Dataset content:
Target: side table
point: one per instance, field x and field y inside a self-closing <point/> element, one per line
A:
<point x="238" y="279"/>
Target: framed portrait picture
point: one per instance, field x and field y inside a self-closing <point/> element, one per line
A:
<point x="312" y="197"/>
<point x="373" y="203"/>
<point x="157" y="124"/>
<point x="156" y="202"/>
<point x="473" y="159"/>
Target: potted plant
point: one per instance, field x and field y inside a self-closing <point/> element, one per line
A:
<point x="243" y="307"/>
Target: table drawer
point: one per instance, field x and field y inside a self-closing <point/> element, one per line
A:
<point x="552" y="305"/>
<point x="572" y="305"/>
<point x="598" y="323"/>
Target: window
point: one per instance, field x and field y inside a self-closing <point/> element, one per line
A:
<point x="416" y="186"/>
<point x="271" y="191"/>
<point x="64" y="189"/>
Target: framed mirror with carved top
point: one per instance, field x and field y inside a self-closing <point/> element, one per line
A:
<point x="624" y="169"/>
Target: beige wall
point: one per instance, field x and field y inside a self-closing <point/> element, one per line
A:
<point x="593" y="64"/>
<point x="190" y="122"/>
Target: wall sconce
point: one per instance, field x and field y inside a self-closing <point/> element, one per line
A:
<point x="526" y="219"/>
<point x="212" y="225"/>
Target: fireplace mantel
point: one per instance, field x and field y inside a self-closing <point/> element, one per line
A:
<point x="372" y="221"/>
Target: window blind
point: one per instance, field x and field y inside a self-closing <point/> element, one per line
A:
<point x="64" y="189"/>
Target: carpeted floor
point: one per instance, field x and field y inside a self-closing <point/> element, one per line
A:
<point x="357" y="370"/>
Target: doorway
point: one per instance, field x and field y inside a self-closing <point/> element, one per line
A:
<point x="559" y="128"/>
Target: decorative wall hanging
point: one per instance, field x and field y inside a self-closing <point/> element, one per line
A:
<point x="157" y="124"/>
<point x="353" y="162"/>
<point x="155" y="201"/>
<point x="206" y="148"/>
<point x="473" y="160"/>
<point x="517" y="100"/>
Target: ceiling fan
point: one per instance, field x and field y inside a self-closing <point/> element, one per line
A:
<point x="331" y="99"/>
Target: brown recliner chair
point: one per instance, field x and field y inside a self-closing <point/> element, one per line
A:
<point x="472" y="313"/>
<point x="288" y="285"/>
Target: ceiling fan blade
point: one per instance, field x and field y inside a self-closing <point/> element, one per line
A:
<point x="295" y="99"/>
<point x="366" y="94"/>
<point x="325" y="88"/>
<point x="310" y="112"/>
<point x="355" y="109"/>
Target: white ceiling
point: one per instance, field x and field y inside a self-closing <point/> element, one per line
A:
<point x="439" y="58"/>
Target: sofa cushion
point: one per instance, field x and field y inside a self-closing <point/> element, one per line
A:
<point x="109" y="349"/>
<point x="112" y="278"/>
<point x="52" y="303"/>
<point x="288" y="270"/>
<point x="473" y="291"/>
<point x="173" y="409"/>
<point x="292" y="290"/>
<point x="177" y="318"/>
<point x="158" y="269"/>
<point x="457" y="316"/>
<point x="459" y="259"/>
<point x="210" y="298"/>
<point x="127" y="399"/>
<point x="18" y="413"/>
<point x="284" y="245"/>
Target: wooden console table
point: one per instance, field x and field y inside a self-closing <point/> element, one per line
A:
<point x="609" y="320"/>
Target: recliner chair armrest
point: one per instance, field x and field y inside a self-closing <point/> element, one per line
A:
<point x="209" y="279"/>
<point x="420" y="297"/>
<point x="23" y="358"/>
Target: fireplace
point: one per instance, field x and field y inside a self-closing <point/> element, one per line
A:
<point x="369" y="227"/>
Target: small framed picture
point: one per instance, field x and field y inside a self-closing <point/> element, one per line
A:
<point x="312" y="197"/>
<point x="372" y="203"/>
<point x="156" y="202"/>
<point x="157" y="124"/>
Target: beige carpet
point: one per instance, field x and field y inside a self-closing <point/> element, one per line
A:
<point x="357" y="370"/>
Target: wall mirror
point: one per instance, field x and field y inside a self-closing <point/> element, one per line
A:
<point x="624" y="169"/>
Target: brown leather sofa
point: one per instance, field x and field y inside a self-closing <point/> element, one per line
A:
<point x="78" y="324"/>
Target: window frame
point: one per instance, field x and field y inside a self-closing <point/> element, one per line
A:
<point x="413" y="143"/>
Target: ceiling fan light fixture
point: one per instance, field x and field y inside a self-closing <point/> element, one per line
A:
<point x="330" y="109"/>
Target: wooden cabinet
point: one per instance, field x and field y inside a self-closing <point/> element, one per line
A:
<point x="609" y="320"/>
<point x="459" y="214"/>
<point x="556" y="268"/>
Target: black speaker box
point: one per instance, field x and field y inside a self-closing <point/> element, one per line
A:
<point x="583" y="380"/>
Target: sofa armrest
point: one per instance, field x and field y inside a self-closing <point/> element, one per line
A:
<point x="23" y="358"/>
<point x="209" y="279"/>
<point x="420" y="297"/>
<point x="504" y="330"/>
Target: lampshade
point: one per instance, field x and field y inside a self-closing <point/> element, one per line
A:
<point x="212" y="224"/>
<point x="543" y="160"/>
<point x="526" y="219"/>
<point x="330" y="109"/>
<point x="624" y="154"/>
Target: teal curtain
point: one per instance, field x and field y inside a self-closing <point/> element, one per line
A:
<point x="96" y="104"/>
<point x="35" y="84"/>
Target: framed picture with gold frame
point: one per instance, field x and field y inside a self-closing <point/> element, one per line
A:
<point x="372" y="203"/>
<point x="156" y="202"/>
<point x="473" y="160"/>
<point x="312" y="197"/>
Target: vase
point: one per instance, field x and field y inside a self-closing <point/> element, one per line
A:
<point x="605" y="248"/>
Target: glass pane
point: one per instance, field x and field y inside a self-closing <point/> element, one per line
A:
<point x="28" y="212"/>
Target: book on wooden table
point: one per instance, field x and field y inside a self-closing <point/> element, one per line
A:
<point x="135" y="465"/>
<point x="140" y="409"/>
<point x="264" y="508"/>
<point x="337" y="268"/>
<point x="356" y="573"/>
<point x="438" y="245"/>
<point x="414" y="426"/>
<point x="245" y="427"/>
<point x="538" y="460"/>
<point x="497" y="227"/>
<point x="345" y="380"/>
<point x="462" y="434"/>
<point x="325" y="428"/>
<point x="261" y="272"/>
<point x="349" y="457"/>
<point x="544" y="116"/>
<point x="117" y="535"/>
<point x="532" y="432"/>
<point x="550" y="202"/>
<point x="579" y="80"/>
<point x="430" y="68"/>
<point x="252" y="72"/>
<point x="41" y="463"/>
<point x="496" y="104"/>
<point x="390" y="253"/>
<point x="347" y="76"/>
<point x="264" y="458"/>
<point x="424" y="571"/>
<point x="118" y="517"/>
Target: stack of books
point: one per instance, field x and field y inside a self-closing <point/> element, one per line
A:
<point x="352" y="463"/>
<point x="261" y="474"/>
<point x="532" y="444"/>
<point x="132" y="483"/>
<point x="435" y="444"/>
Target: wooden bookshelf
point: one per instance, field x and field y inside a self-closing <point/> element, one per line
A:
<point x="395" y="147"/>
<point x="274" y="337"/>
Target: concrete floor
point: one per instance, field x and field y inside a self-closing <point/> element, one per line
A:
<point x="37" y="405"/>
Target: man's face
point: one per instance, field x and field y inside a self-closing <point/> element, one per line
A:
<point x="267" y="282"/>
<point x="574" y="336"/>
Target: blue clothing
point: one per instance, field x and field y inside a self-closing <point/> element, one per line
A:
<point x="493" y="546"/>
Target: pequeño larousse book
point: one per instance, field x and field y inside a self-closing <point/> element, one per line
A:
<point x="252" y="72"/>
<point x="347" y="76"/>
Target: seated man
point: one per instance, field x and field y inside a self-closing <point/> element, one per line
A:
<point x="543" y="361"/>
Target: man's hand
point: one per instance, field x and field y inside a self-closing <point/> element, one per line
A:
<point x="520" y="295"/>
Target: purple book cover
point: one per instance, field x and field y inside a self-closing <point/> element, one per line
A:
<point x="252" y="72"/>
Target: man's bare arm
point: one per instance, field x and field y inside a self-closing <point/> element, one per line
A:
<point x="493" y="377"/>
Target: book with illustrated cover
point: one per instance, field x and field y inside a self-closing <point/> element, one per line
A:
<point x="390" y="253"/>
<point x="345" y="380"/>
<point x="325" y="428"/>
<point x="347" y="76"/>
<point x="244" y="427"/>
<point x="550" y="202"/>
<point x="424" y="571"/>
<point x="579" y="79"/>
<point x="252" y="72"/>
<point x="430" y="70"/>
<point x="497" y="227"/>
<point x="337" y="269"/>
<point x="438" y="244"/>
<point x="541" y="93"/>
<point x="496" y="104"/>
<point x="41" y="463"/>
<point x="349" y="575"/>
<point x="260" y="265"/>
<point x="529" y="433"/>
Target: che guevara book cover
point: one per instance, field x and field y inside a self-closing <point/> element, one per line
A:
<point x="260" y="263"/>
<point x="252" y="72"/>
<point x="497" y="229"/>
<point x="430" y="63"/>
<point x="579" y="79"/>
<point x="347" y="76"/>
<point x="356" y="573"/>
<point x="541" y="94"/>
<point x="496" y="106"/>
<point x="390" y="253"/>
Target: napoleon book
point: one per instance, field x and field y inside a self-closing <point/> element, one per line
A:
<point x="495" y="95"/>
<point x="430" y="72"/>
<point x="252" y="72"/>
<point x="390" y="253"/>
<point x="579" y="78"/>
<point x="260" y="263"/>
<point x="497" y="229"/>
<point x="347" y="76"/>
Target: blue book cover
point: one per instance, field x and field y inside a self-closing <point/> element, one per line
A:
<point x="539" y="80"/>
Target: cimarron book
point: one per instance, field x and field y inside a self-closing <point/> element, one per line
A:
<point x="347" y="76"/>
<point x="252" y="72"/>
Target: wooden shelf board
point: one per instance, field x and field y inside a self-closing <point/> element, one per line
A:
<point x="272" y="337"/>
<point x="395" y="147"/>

Work to be completed:
The required output is every line above that contains the string "table".

Reply:
Target: side table
Target: table drawer
Target: wooden console table
Target: book on wooden table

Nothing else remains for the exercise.